# EXERCISE TEXT:
__________________________________________________
So this is how it went for the day, the CSA official tells the next swimmer that have to jump overboard, swim around the back of the current swimmer, then pause briefly whilst the boat slows a little to let the swimmer climb out onto the platform lift, and the off you go, swim as hard as you can for an hour until the next swimmers jumps in behind you.

The swimming bit was quite simple, we had all done some marathon swims this year so the swim fitness was not a challenge for us, but the mental challenge and battling seasickness made this the hardest thing I’ve ever done……and that ranks above some of the most difficult Ironman race courses out there (Wales is brutal), 12 & 24 hr mountain bike endurance events (including Straff-Puffer which is in the Highlands in January in the snow).

Tamsyn and I basically spent the entire day trying not to fall over on the boat or projectile on anyone! Tamsyn was on a deckchair with her head almost in her lap, whilst I found that just lying down as still as possible helped stop me being sick for short spells. Leanne and Saleema on the other hand were laughing, joking and having a whale of a time…… (or so it seemed, Saleema was also sick at one point too).

Seasickness is very real!

I doubled (or even trebled, I lost count and was desperate) up on the seasickness meds (shipped from the USA as they were stronger) which then caused hallucinations, which I didn’t tell anyone about until after we were finished as I was so paranoid we would get stopped on medical grounds. In a team event that impact is massive, I couldn’t let them all down after so much hard work and money had gone into this.
__________________________________________________
# APPLY WHAT YOU READ:
1. In the swim account, what did the writer find helped stop them being sick for short spells?
2. Reproduce word for word the part of the swim account that opens with "I doubled (or" and closes with "gone into this.".
__________________________________________________
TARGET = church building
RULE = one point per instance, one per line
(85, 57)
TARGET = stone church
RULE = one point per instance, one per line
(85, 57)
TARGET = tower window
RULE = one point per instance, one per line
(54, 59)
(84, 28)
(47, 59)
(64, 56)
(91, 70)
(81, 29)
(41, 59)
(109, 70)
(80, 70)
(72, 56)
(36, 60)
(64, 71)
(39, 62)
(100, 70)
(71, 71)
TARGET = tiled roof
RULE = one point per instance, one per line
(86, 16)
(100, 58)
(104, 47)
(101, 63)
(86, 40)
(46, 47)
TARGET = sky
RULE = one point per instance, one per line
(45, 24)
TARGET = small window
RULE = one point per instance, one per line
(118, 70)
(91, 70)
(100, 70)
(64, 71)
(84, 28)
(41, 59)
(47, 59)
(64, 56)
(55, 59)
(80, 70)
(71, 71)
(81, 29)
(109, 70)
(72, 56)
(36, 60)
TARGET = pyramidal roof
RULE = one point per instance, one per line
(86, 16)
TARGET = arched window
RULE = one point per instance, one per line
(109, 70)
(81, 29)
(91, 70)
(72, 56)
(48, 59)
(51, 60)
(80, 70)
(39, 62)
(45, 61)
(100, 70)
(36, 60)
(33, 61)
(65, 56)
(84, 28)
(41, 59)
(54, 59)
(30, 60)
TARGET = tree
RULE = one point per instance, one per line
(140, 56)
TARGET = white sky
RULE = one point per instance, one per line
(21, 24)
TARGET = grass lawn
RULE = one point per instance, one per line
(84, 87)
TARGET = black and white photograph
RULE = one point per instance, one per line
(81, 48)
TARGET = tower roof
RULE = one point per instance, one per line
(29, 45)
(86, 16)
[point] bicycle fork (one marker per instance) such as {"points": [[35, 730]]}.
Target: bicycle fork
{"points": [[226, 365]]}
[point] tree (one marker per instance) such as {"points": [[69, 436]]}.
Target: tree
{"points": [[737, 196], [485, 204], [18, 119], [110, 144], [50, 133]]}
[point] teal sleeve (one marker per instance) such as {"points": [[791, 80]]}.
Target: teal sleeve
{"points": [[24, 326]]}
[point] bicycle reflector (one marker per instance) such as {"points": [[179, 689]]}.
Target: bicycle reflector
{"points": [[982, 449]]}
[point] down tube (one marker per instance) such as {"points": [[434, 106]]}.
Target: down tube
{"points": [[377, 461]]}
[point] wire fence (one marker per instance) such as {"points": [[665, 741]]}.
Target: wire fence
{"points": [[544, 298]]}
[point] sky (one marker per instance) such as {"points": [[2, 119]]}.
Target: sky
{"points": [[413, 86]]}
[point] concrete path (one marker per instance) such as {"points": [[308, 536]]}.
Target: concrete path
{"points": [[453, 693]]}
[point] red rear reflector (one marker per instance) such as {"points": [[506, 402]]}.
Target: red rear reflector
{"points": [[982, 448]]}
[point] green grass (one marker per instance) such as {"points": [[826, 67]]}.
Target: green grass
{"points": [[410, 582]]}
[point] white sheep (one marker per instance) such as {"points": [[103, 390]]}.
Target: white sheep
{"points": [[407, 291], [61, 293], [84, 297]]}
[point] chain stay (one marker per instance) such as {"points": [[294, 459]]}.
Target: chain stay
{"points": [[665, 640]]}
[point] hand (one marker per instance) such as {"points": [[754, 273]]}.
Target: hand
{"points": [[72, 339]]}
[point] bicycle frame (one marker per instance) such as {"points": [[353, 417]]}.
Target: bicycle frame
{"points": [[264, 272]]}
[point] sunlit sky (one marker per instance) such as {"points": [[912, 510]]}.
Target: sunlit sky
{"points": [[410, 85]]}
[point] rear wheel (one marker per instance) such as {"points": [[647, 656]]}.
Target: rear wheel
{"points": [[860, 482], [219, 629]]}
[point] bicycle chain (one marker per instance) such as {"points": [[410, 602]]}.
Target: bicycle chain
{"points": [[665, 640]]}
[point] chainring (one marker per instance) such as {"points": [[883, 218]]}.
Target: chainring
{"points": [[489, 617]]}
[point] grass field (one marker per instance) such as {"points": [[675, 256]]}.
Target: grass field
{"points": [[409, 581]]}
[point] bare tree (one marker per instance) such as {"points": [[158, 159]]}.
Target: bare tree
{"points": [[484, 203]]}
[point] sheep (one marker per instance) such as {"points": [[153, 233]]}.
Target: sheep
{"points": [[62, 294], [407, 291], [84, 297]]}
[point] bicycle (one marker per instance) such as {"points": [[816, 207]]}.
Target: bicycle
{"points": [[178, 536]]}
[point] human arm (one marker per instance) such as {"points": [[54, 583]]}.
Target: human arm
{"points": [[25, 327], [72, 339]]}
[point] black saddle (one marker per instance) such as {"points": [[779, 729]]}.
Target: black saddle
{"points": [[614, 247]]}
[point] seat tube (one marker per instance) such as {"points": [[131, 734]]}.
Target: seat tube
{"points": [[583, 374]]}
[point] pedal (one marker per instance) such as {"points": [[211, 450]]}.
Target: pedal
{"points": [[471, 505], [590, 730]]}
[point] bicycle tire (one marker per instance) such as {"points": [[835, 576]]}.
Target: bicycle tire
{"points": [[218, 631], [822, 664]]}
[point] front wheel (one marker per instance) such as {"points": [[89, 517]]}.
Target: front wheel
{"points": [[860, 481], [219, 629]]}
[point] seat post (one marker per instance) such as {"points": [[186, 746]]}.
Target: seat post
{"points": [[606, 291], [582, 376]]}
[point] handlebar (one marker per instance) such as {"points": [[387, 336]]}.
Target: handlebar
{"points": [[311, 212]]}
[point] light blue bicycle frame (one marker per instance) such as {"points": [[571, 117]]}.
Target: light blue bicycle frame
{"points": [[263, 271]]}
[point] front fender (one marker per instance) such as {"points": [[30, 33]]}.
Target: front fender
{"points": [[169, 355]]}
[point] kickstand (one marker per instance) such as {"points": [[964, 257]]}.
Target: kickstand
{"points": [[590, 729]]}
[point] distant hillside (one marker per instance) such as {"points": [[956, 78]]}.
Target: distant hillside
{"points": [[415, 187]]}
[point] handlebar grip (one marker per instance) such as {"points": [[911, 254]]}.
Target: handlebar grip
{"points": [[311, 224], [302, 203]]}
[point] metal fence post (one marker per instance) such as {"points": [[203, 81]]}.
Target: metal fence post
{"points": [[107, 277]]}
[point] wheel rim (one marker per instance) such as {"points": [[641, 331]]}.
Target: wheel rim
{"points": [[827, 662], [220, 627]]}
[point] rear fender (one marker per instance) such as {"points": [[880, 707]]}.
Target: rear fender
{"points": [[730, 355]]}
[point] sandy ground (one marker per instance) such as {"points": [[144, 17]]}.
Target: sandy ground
__________________________________________________
# TASK-BY-TASK RESULTS:
1. Lying down as still as possible.

2.
I doubled (or even trebled, I lost count and was desperate) up on the seasickness meds (shipped from the USA as they were stronger) which then caused hallucinations, which I didn’t tell anyone about until after we were finished as I was so paranoid we would get stopped on medical grounds. In a team event that impact is massive, I couldn’t let them all down after so much hard work and money had gone into this.